+++ INPUT FOR THIS TASK +++

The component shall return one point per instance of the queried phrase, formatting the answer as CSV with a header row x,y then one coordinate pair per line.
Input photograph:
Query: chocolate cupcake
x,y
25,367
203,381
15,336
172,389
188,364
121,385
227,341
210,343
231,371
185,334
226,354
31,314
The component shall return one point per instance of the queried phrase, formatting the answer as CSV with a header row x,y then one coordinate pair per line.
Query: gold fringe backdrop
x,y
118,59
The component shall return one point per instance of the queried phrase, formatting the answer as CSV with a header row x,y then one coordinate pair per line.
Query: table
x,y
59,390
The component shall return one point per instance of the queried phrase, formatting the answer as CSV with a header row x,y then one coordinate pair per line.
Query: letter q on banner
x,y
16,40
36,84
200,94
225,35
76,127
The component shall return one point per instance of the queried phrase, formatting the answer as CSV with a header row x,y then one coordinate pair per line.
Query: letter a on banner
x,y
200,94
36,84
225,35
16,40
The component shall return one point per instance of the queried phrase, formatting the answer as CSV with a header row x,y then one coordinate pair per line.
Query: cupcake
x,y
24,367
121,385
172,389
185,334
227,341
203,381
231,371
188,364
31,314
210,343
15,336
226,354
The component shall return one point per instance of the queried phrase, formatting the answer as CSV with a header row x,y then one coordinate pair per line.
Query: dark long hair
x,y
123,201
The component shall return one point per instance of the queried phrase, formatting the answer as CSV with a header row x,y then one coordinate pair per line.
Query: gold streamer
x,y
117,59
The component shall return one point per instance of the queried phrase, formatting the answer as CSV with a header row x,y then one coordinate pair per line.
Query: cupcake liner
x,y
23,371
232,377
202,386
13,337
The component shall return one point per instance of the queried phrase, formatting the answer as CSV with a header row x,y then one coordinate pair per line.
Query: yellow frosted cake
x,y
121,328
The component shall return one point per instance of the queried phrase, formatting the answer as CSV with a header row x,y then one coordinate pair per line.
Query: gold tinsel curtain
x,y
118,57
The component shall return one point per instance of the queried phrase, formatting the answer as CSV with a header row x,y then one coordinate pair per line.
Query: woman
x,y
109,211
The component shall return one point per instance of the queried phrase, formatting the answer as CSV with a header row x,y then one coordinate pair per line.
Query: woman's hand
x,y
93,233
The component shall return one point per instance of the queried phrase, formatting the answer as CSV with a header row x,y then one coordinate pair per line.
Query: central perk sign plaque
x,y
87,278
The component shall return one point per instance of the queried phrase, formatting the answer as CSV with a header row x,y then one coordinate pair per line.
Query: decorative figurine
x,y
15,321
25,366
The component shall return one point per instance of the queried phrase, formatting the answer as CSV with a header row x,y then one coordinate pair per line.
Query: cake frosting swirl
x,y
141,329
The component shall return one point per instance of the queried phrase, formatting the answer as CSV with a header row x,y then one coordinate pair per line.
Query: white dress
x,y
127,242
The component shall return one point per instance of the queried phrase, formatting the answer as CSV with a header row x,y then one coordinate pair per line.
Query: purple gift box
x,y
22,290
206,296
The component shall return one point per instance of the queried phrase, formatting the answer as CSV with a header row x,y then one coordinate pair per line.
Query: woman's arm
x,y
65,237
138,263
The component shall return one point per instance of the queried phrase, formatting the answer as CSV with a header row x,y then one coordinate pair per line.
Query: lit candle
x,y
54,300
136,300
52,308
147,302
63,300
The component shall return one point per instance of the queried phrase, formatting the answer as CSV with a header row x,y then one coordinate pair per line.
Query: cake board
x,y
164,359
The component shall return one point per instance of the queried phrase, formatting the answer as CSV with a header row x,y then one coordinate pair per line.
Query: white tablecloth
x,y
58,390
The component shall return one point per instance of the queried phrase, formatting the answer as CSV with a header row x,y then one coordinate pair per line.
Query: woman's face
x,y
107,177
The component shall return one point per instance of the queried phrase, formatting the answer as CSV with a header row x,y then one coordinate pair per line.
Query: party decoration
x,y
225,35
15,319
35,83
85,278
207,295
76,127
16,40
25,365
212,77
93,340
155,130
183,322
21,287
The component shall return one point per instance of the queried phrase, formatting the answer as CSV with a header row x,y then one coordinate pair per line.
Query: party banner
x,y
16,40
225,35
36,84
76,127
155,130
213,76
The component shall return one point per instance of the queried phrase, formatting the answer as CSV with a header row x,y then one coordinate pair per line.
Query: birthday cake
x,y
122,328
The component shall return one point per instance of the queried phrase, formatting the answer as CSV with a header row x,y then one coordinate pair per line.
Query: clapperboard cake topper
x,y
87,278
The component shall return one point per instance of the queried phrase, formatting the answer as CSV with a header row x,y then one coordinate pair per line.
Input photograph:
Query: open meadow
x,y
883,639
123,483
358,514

+++
+++ INPUT FOR THIS TASK +++

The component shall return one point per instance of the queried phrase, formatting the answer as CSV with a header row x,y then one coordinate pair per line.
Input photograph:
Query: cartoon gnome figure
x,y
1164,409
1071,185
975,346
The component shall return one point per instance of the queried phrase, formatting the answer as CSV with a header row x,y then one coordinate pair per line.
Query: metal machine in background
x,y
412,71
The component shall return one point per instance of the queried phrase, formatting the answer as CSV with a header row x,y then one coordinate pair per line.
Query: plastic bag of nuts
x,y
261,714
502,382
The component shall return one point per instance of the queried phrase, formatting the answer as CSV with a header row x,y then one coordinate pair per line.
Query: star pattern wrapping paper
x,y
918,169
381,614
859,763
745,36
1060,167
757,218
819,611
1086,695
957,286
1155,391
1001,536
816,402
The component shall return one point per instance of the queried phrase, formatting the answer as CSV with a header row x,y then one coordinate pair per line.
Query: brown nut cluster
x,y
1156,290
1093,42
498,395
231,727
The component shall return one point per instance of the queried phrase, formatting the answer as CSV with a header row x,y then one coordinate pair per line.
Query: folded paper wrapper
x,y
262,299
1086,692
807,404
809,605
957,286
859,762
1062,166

+++

SET EXERCISE —
Find every line in the listing above that contains the word "letter", matching case exactly, and copy each of those lines.

FULL OUTPUT —
Query: letter q on banner
Query: letter a on banner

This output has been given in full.